Re: [PATCH 2/2] pci: Don't set RCB bit in LNKCTL if the upstream bridge hasn't

From: Bjorn Helgaas
Date: Wed Nov 23 2016 - 12:32:16 EST


On Mon, Nov 21, 2016 at 10:53:52AM -0600, Bjorn Helgaas wrote:
> On Wed, Nov 16, 2016 at 12:11:58PM -0600, Bjorn Helgaas wrote:
> > Hi Johannes,
> >
> > On Wed, Nov 02, 2016 at 04:35:52PM -0600, Johannes Thumshirn wrote:
> > > The Read Completion Boundary (RCB) bit must only be set on a device or
> > > endpoint if it is set on the root complex.
> ...

> Here's the fixed one.

I applied the one below to for-linus for v4.9.

I did tweak the preceding patch to only share pcie_find_root_port()
inside drivers/pci -- moved the declaration from include/linux/pci.h
to drivers/pci/pci.h and moved the definition to drivers/pci/search.c.

I don't think it needs to be visible to the whole kernel.

> commit b7bff74c2e6babf12906291ee177f16444de81ad
> Author: Johannes Thumshirn <jthumshirn@xxxxxxx>
> Date: Wed Nov 16 15:47:53 2016 -0600
>
> PCI: Set Read Completion Boundary to 128 iff Root Port supports it
>
> Per PCIe spec r3.0, sec 2.3.1.1, the Read Completion Boundary (RCB)

» **Given instruction**:
Can you set down, word for word, the portion of the PCI patch reply above between "I did tweak" and "the whole kernel.", inclusive?

» **Given material**:

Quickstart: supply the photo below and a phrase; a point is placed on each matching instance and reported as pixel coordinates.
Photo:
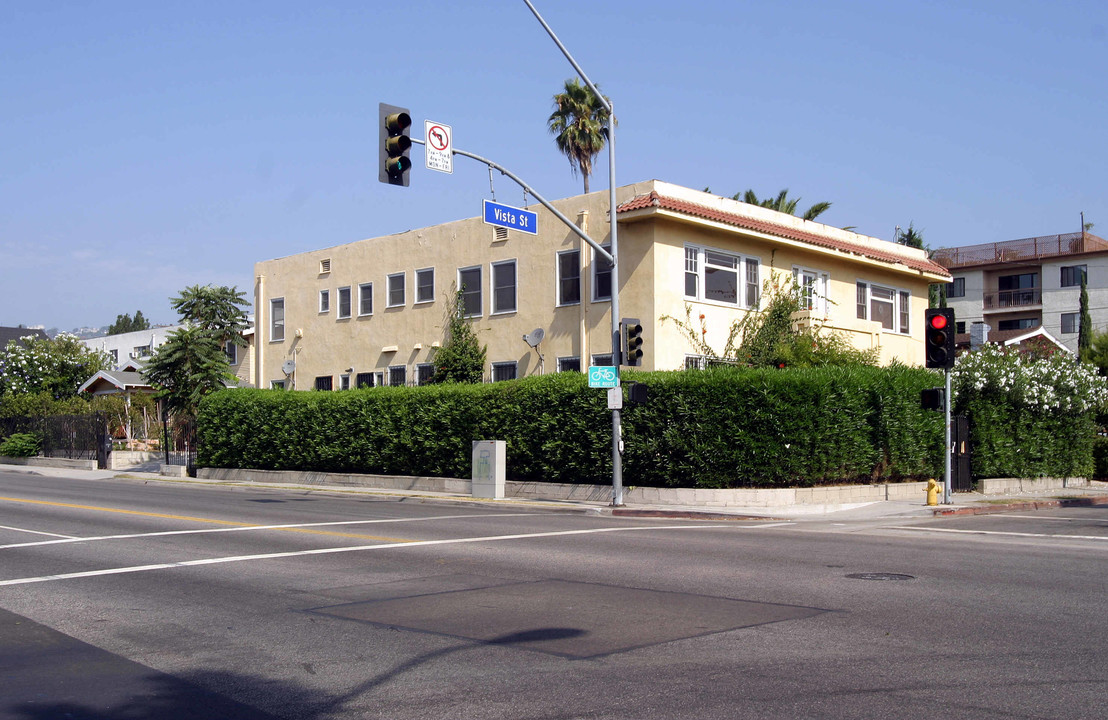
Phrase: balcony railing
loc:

» **Result for this task**:
I did tweak the preceding patch to only share pcie_find_root_port()
inside drivers/pci -- moved the declaration from include/linux/pci.h
to drivers/pci/pci.h and moved the definition to drivers/pci/search.c.

I don't think it needs to be visible to the whole kernel.